The full error:

This expression is not callable.
  No constituent of type 'true | CallableFunction' is callable

This is the code that was triggering the error:

public static base(
    text,
    callB: boolean | CallableFunction = false,
    
  ) {
    const sw = Swal.fire({
      text,
      });

    if (callB) {
      sw.then(callB());
    }
  }

I changed the type of callB to :

 callB: (param: any) => void |boolean = false

and when I remove the callB type definition:

callB= false

I get this error:

This expression is not callable.
  Type 'Boolean' has no call signatures

CodePudding user response：

This is what you are looking for:

function base(text: string, callB: false | CallableFunction = false) {
  console.log(text);
  if (callB) {
    callB();
  }
}

Essentially, you want to pass a function or false. When it is truthy you want to call the function.

But as per your definition

function base(text: string, callB: boolean | CallableFunction = false) {
  console.log(text);
  if (callB) {
    callB();
  }
}

this would be a valid call base('some str', true) where callB is true and not a function that it will try to execute using callB(). Not boolean is not callable, it is? Hence the error.

TS Playground link: https://tsplay.dev/m056qW

CodePudding user response：

The type

boolean | Function

is equivalent to

true | false | Function

Now because a value of type Function is truthy, your check

if (callB)

narrows the type of callB to

true | Function

and true is not callable, hence the error.

It's not clear how your base method is meant to be used so I've outlined two solutions:

If true isn't a valid input, adjust your parameter type accordingly

static base(
    text, 
    callB: false | CallableFunction = false
) {
    if (callB) {
        callB();
    }
}

If true is a case you must handle, use a more precise conditional check such as

if (typeof callB === 'function') {
    callB() // OK
}

Records »

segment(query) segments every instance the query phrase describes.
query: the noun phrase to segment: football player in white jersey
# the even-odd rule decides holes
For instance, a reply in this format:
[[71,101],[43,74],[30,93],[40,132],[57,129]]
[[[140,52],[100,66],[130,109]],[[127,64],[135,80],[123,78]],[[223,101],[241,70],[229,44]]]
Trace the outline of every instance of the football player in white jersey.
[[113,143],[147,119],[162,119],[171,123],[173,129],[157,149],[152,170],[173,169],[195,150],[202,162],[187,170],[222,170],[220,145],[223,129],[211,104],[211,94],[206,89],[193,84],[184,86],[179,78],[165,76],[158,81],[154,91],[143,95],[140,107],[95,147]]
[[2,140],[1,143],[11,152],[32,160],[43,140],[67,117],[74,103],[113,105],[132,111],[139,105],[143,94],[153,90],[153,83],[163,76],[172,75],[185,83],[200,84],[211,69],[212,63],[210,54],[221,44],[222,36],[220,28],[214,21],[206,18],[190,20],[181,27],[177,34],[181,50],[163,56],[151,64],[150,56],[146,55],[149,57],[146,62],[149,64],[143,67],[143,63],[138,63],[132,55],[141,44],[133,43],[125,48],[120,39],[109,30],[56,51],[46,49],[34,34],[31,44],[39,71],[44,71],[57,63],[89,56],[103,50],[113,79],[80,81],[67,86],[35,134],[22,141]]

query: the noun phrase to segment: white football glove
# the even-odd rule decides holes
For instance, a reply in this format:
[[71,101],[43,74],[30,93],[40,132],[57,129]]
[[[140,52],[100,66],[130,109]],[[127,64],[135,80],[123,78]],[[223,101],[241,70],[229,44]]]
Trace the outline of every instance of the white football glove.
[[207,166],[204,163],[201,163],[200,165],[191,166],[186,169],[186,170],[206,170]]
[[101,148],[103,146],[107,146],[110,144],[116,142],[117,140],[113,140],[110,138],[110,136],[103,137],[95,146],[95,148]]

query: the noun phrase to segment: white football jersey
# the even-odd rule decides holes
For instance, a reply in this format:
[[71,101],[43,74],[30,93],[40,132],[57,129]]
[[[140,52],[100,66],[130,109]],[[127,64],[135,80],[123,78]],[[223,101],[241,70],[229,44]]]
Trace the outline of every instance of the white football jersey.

Goal » Copy out the entire TypeScript error thread above, word for word.

Response to the exercise »
The full error:

This expression is not callable.
  No constituent of type 'true | CallableFunction' is callable

This is the code that was triggering the error:

public static base(
    text,
    callB: boolean | CallableFunction = false,
    
  ) {
    const sw = Swal.fire({
      text,
      });

    if (callB) {
      sw.then(callB());
    }
  }

I changed the type of callB to :

 callB: (param: any) => void |boolean = false

and when I remove the callB type definition:

callB= false

I get this error:

This expression is not callable.
  Type 'Boolean' has no call signatures

CodePudding user response：

This is what you are looking for:

function base(text: string, callB: false | CallableFunction = false) {
  console.log(text);
  if (callB) {
    callB();
  }
}

Essentially, you want to pass a function or false. When it is truthy you want to call the function.

But as per your definition

function base(text: string, callB: boolean | CallableFunction = false) {
  console.log(text);
  if (callB) {
    callB();
  }
}

this would be a valid call base('some str', true) where callB is true and not a function that it will try to execute using callB(). Not boolean is not callable, it is? Hence the error.

TS Playground link: https://tsplay.dev/m056qW

CodePudding user response：

The type

boolean | Function

is equivalent to

true | false | Function

Now because a value of type Function is truthy, your check

if (callB)

narrows the type of callB to

true | Function

and true is not callable, hence the error.

It's not clear how your base method is meant to be used so I've outlined two solutions:

If true isn't a valid input, adjust your parameter type accordingly

static base(
    text, 
    callB: false | CallableFunction = false
) {
    if (callB) {
        callB();
    }
}

If true is a case you must handle, use a more precise conditional check such as

if (typeof callB === 'function') {
    callB() // OK
}